─── Excerpted passage ───
By:
August 30, 2023

Something I found interesting as I watched the local TV coverage of Hurricane Idalia from my living room in St. Petersburg, Florida, on Tuesday: There was a live report from a journalist for the local ABC affiliate standing on a beach near St. Pete. Despite a mandatory evacuation in that area — because of the warnings of storm surge — several people were seen walking in the sand.

Surely some viewers might have been wondering: If it’s dangerous for residents and tourists to be on the beach, why are reporters on the beach?

Perhaps anticipating what viewers might have been thinking, ABC Action News meteorologist Shay Ryan made a smart and timely point on the air. She said, “One of the things to keep in mind is that we have our reporters stationed strategically, and we put a lot of thought and care into where they are positioned and how they are positioned and (we) time out accordingly to how the conditions are going to change. So that is part of what we’re doing and why we ask you to (evacuate and seek shelter); so we can show you the pictures as safely as possible. It’s not always safe, even with all the precautions we take. So, again, we are going show you lots of live pictures and as we continue through this storm, it is best to stay indoors, to hunker down, hang out with the family and we’ll all get through this.”
─── Extracted entries ───
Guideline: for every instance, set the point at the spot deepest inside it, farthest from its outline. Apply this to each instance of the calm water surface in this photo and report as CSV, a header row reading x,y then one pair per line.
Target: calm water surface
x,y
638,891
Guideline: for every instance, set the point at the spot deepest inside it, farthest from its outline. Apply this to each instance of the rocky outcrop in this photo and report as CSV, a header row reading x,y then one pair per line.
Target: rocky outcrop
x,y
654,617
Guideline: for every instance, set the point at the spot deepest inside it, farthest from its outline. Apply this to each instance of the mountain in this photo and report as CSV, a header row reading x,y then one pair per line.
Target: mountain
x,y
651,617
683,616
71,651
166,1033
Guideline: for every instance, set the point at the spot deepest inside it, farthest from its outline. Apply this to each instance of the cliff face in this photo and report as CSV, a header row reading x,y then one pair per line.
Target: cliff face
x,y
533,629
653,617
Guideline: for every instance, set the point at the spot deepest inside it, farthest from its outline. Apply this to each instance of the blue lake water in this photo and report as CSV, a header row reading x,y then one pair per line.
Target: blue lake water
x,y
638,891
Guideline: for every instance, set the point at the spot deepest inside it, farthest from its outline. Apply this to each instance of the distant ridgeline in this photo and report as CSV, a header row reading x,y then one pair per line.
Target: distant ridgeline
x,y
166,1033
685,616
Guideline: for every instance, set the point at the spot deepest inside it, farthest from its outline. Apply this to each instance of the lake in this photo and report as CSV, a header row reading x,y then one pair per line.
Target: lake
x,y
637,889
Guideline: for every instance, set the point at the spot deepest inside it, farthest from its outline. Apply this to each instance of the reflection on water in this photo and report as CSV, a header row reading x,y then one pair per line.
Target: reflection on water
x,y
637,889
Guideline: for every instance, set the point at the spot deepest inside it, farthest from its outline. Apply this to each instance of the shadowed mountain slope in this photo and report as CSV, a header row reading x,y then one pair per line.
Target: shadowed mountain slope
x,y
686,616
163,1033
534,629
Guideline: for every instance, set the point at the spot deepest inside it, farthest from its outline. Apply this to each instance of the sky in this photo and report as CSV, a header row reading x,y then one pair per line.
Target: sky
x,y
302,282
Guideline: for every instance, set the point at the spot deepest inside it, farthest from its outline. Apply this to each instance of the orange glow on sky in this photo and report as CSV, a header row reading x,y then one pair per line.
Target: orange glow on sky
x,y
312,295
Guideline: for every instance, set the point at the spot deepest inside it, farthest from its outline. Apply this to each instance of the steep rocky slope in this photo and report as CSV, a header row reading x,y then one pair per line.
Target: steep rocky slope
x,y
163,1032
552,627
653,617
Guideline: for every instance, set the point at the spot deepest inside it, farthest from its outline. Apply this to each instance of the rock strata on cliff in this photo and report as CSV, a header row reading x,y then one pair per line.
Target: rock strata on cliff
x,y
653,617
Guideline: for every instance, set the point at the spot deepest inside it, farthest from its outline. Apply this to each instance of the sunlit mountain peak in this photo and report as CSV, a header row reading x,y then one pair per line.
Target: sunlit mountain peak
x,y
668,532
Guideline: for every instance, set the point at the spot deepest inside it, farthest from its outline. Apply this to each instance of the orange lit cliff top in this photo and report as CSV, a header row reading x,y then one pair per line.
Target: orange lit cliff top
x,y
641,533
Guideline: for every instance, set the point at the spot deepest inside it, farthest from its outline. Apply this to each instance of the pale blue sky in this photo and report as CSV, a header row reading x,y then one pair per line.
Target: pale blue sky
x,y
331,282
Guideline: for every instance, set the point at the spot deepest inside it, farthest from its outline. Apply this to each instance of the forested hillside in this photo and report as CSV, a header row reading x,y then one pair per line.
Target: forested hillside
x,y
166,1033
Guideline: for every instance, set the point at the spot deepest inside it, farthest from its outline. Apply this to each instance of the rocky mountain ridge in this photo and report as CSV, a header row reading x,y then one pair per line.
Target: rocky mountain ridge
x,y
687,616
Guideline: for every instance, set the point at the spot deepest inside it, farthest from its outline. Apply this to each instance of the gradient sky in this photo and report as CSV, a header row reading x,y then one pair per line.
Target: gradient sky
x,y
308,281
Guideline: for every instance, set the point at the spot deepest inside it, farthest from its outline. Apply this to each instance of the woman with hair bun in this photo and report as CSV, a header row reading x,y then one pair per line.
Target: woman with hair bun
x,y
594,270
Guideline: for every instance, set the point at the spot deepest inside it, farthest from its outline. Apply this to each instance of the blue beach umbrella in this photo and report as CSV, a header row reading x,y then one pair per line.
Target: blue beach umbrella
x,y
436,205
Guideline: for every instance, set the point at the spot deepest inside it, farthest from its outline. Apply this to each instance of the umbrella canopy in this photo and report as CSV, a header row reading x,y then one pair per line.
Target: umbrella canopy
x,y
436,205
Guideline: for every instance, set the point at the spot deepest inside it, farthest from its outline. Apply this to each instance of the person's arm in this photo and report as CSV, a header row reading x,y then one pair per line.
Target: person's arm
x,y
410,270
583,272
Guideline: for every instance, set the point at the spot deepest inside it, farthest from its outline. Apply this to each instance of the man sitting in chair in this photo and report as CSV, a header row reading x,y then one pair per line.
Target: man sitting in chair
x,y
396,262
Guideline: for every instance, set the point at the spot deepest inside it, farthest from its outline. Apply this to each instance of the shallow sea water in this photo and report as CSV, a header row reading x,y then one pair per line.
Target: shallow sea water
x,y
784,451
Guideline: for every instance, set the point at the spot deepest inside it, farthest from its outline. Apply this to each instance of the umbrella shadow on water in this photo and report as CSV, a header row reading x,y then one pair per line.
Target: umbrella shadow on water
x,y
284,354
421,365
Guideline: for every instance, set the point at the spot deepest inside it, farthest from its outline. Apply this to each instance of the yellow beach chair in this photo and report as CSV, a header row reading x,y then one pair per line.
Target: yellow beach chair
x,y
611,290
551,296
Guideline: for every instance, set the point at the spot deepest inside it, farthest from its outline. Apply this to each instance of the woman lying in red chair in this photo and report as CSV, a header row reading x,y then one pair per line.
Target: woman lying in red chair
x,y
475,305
───
Your tasks –
[A] In the piece on Hurricane Idalia coverage, which meteorologist made the on-air point about where reporters were stationed?
[B] Carry on the piece on Hurricane Idalia coverage from its final sentence onward.

The results –
[A] Shay Ryan, a meteorologist for ABC Action News.

[B]
This narrative comes up every time there is a major weather event, especially hurricanes. You see people like The Weather Channel’s Jim Cantore or one of your local reporters standing in thigh-deep water or shouldering against sideways rain, while trees bend and stop signs rattle behind them.

Two years ago today, I wrote about this very topic in the aftermath of Hurricane Ida, a Category 4 hurricane that slammed into Louisiana. At the time, I asked my longtime Poynter colleague Al Tompkins about such reporting. Tompkins is razor sharp when it comes to broadcast journalism. He has been a reporter, photojournalist, news producer and news director, and taught multimedia storytelling for Poynter.

He told me at the time that he never condoned reporters standing in the middle of dangerous waves. But, there was a benefit to being in the storm.

“There is some value to the viewer to be able to see the intensity of a storm,” Tompkins told me after Hurricane Ida in 2021. “It can serve as a proxy for viewers who might have evacuated and want an eyewitness account of what they left behind. If you were locked in a shelter, you would be anxious to know what was happening outside.”

Tompkins also brought up another important point: If the world can see how bad the storm is, help is more likely to follow.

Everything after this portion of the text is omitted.